> **What is asked**
1. According to the rhetoric extract, why does the writer put both kinds under the same generally accepted term?
2. Write the next part of the rhetoric extract, picking up after its final line.

For my own part, I have included both under the same generally accepted term, since we cannot imagine a speech without we also imagine a person to utter it. But when we lend a voice to things to which nature has denied it, we may soften down the figure in the way illustrated by the following passage:

For if my country, which is far dearer to me than life itself, if all Italy, if the whole commonwealth were to address me thus, 'Marcus Tullius, what dost thou?
[*](in Cat. T. xi. 27. ) A bolder figure of the same kind may be illustrated by the following:
Your country, Catiline, pleads with you thus, and though she utters never a word, cries to you, 'For not a few years past no crime has come to pass save through your doing!'
[*](in Cat. I. vii. 18. )

It is also convenient at times to pretend that we have before our eyes the images of things, persons or utterances, or to marvel that the same is not the case with our adversaries or the judges; it is with this design that we use phrases such as

It seems to me,
or
Does it not seem to you?

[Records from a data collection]

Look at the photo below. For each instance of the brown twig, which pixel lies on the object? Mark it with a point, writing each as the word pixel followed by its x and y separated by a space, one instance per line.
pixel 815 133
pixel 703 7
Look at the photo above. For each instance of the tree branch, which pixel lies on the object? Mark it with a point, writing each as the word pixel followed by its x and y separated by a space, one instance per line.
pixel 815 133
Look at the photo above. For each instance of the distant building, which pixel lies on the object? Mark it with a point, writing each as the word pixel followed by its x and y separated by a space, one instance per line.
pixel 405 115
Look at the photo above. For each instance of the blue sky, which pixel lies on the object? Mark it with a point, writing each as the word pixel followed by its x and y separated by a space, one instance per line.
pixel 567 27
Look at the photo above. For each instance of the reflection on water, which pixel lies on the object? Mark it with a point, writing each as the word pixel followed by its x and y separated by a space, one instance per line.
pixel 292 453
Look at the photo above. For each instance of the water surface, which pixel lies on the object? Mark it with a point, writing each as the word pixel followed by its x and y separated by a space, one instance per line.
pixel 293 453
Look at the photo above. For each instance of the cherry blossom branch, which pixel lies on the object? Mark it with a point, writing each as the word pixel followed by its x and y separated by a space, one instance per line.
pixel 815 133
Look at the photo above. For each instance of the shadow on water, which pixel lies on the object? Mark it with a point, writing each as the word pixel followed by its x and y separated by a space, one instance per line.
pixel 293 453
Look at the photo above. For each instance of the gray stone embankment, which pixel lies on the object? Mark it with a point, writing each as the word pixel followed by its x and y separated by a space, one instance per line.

> **Answers**
1. Because we cannot imagine a speech without also imagining a person to utter it.

2.
But such devices make a great demand on our powers of eloquence. For with things which are false and incredible by nature there are but two alternatives: either they will move our hearers with exceptional force because they are beyond the truth, or they will be regarded as empty nothings because they are not the truth.

But we may introduce not only imaginary sayings, but imaginary writings as well, as is done by Asinius in his defence of Liburnia:

Let my mother, who was the object of my love and my delight, who lived for me and gave me life twice in one day [*]( The speech being lost, the allusion in bis — dedit is unintelligible. ) (and so on) inherit nought of my property.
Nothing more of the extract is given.